== Given records ==
******
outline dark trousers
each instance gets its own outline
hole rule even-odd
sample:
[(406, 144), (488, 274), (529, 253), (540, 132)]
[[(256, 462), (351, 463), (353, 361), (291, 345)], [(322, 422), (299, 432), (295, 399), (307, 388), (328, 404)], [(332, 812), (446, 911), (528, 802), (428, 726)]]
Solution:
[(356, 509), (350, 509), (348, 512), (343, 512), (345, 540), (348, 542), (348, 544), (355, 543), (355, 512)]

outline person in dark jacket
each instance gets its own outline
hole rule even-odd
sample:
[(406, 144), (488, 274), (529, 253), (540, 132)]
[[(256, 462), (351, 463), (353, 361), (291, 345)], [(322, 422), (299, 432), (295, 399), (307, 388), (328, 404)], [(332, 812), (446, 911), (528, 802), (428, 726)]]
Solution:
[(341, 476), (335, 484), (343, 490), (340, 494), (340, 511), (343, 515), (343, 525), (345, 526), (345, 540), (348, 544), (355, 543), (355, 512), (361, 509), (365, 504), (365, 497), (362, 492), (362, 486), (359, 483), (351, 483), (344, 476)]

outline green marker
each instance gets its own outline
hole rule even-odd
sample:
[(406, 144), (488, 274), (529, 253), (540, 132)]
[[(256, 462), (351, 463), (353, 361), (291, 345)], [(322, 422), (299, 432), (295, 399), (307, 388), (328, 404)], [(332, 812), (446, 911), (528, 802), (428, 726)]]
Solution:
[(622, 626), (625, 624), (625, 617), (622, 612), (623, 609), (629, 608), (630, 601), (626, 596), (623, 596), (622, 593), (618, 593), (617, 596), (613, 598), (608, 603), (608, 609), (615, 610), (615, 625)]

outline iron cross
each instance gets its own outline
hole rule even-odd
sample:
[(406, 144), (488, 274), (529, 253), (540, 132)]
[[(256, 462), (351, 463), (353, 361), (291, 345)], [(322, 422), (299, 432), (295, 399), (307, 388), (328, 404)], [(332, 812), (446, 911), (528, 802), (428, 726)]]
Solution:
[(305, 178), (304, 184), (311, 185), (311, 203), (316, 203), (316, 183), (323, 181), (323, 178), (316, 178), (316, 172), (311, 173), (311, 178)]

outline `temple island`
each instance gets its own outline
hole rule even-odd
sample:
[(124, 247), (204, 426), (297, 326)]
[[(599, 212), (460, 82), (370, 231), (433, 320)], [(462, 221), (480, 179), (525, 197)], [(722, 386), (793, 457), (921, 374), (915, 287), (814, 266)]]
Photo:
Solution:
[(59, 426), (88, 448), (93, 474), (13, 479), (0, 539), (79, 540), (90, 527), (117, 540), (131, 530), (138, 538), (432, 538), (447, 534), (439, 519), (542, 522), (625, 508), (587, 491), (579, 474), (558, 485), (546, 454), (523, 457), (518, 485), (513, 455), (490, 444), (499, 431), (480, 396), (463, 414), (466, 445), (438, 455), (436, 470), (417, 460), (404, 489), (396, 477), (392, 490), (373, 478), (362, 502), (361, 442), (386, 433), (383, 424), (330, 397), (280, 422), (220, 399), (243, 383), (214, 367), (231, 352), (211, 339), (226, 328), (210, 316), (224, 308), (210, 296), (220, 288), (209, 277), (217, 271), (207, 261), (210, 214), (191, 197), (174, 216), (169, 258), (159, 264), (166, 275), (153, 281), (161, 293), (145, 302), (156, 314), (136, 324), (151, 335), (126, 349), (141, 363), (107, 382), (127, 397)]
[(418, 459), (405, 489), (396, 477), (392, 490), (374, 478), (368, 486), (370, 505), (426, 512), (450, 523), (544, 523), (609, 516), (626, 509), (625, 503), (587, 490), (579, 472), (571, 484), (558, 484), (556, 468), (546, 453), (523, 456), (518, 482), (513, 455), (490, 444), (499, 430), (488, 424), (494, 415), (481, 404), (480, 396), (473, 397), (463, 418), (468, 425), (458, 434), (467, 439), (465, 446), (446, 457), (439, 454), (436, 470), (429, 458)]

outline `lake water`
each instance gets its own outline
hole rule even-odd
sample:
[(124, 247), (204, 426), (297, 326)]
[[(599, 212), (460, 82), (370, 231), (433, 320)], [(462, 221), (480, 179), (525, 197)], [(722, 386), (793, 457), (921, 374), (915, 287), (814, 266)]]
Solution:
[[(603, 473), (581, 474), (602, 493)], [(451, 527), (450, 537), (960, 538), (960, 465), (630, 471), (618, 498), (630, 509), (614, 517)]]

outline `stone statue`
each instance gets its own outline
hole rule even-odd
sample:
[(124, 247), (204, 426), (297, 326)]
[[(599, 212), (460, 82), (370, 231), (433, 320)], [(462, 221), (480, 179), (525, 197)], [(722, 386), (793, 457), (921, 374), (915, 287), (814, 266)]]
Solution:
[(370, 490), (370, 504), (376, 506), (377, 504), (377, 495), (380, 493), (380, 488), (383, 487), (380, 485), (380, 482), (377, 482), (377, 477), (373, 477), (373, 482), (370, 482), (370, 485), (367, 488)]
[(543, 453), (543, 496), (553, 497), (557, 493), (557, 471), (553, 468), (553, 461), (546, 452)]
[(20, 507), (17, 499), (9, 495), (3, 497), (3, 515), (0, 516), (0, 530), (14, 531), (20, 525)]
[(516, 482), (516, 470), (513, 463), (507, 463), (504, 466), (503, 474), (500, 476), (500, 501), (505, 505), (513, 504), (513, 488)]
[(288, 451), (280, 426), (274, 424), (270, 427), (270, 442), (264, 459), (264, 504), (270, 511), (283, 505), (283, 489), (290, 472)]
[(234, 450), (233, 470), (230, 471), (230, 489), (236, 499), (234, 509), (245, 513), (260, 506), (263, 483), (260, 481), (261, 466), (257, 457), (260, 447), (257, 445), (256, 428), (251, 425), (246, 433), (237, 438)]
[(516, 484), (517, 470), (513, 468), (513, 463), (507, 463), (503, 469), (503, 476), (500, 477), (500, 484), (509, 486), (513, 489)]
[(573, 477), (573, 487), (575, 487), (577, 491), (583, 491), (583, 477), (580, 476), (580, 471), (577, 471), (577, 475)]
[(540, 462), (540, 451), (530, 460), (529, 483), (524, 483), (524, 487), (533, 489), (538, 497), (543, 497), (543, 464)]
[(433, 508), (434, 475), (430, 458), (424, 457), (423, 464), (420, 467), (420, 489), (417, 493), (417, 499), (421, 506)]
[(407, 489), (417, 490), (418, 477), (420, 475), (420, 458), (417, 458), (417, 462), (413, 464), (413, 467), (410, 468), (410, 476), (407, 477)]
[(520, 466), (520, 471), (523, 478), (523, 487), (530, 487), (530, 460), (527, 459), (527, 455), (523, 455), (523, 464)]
******
== Aim of the task ==
Format each line of the material above as a JSON array of strings, one string per line, leaving out the blank lines.

== Result of the task ==
[
  "outline dark trousers",
  "each instance gets its own outline",
  "hole rule even-odd",
  "sample:",
  "[(406, 144), (488, 274), (529, 253), (540, 132)]",
  "[[(256, 462), (351, 463), (353, 361), (291, 345)], [(322, 422), (299, 432), (295, 399), (307, 388), (328, 404)], [(332, 812), (446, 911), (528, 802), (428, 726)]]",
  "Solution:",
  "[(356, 509), (350, 509), (348, 512), (343, 512), (345, 540), (348, 542), (348, 544), (355, 543), (355, 512)]",
  "outline person in dark jacket",
  "each instance gets its own outline",
  "hole rule even-odd",
  "sample:",
  "[(406, 144), (488, 274), (529, 253), (540, 132)]",
  "[[(256, 462), (351, 463), (353, 361), (291, 345)], [(322, 422), (299, 432), (295, 399), (307, 388), (328, 404)], [(332, 812), (446, 911), (528, 802), (428, 726)]]",
  "Solution:",
  "[(341, 476), (335, 484), (343, 490), (340, 494), (340, 511), (343, 515), (343, 525), (345, 526), (345, 540), (348, 544), (355, 543), (355, 512), (361, 509), (365, 504), (365, 497), (362, 492), (362, 486), (359, 483), (351, 483), (344, 476)]",
  "outline green marker",
  "each instance gets its own outline",
  "hole rule even-odd",
  "sample:",
  "[(406, 144), (488, 274), (529, 253), (540, 132)]",
  "[[(256, 462), (351, 463), (353, 361), (291, 345)], [(322, 422), (299, 432), (295, 399), (307, 388), (328, 404)], [(332, 812), (446, 911), (528, 802), (428, 726)]]",
  "Solution:",
  "[(622, 626), (625, 624), (625, 617), (622, 612), (623, 609), (629, 608), (630, 601), (626, 596), (623, 596), (622, 593), (618, 593), (617, 596), (613, 598), (608, 603), (608, 609), (615, 610), (615, 625)]",
  "outline iron cross",
  "each instance gets its own outline",
  "hole rule even-odd",
  "sample:",
  "[(406, 144), (488, 274), (529, 253), (540, 132)]",
  "[[(256, 462), (351, 463), (353, 361), (291, 345)], [(322, 422), (299, 432), (295, 399), (307, 388), (328, 404)], [(332, 812), (446, 911), (528, 802), (428, 726)]]",
  "Solution:",
  "[(305, 178), (304, 184), (311, 185), (311, 203), (316, 203), (316, 183), (323, 181), (323, 178), (316, 178), (316, 172), (311, 173), (311, 178)]",
  "outline `temple island`",
  "each instance gets its own outline",
  "hole rule even-odd",
  "sample:",
  "[(124, 247), (204, 426), (297, 326)]",
  "[[(599, 212), (460, 82), (370, 231), (433, 320)], [(462, 221), (480, 179), (525, 197)], [(722, 386), (793, 457), (921, 374), (915, 287), (814, 266)]]",
  "Photo:",
  "Solution:",
  "[(59, 426), (88, 448), (93, 474), (13, 479), (0, 539), (79, 540), (90, 527), (117, 540), (131, 530), (138, 538), (432, 538), (447, 534), (439, 519), (542, 522), (625, 508), (587, 491), (579, 474), (558, 485), (546, 454), (523, 457), (518, 485), (513, 455), (490, 444), (499, 431), (480, 396), (463, 414), (466, 445), (438, 455), (436, 470), (417, 460), (404, 489), (396, 477), (392, 490), (373, 478), (362, 502), (361, 442), (386, 433), (383, 424), (330, 397), (280, 422), (220, 399), (243, 383), (214, 367), (231, 352), (211, 339), (226, 328), (210, 316), (224, 308), (210, 296), (220, 288), (209, 277), (217, 271), (207, 261), (210, 214), (191, 197), (174, 216), (169, 258), (159, 264), (166, 275), (153, 281), (161, 293), (145, 302), (156, 314), (136, 324), (151, 335), (126, 349), (141, 363), (107, 382), (127, 397)]",
  "[(418, 459), (405, 489), (396, 477), (392, 490), (374, 478), (368, 486), (370, 505), (426, 512), (450, 523), (544, 523), (609, 516), (626, 509), (625, 503), (587, 490), (579, 472), (571, 484), (558, 484), (556, 468), (546, 453), (523, 456), (518, 482), (513, 455), (490, 444), (499, 430), (488, 424), (494, 415), (481, 404), (480, 396), (473, 397), (463, 418), (468, 425), (458, 434), (467, 439), (465, 446), (446, 457), (439, 454), (436, 470), (429, 458)]",
  "outline `lake water`",
  "each instance gets its own outline",
  "hole rule even-odd",
  "sample:",
  "[(124, 247), (204, 426), (297, 326)]",
  "[[(599, 212), (460, 82), (370, 231), (433, 320)], [(462, 221), (480, 179), (525, 197)], [(722, 386), (793, 457), (921, 374), (915, 287), (814, 266)]]",
  "Solution:",
  "[[(603, 473), (581, 474), (602, 493)], [(451, 527), (450, 537), (960, 538), (960, 465), (630, 471), (618, 498), (630, 509), (614, 517)]]",
  "outline `stone statue`",
  "each instance gets its own outline",
  "hole rule even-odd",
  "sample:",
  "[(124, 247), (204, 426), (297, 326)]",
  "[[(599, 212), (460, 82), (370, 231), (433, 320)], [(462, 221), (480, 179), (525, 197)], [(722, 386), (793, 457), (921, 374), (915, 287), (814, 266)]]",
  "Solution:",
  "[(370, 490), (370, 504), (376, 506), (377, 504), (377, 495), (380, 493), (380, 488), (383, 487), (380, 485), (380, 482), (377, 482), (377, 477), (373, 477), (373, 482), (370, 482), (370, 485), (367, 488)]",
  "[(543, 453), (543, 496), (553, 497), (557, 493), (557, 471), (553, 468), (553, 461), (546, 452)]",
  "[(20, 507), (17, 499), (9, 495), (3, 497), (3, 515), (0, 516), (0, 530), (14, 531), (20, 525)]",
  "[(516, 482), (516, 470), (513, 463), (507, 463), (504, 466), (503, 474), (500, 476), (500, 501), (505, 505), (513, 504), (513, 488)]",
  "[(288, 451), (280, 426), (274, 424), (270, 427), (270, 442), (264, 459), (264, 504), (270, 511), (283, 505), (283, 489), (290, 472)]",
  "[(234, 450), (233, 470), (230, 471), (230, 489), (236, 499), (234, 509), (245, 513), (260, 506), (263, 483), (260, 481), (261, 466), (257, 457), (260, 447), (257, 445), (256, 428), (251, 425), (246, 433), (237, 438)]",
  "[(516, 484), (517, 470), (513, 468), (513, 463), (507, 463), (503, 469), (503, 476), (500, 477), (500, 484), (509, 486), (513, 489)]",
  "[(573, 477), (573, 487), (575, 487), (577, 491), (583, 491), (583, 477), (580, 476), (580, 471), (577, 471), (577, 475)]",
  "[(540, 462), (540, 451), (530, 460), (529, 483), (524, 483), (524, 487), (533, 489), (538, 497), (543, 497), (543, 464)]",
  "[(433, 508), (434, 475), (430, 458), (424, 457), (423, 464), (420, 467), (420, 489), (417, 493), (417, 499), (421, 506)]",
  "[(407, 489), (417, 490), (418, 477), (420, 475), (420, 458), (417, 458), (417, 462), (413, 464), (413, 467), (410, 468), (410, 476), (407, 477)]",
  "[(520, 466), (520, 471), (523, 478), (523, 487), (530, 487), (530, 460), (527, 459), (527, 455), (523, 455), (523, 464)]"
]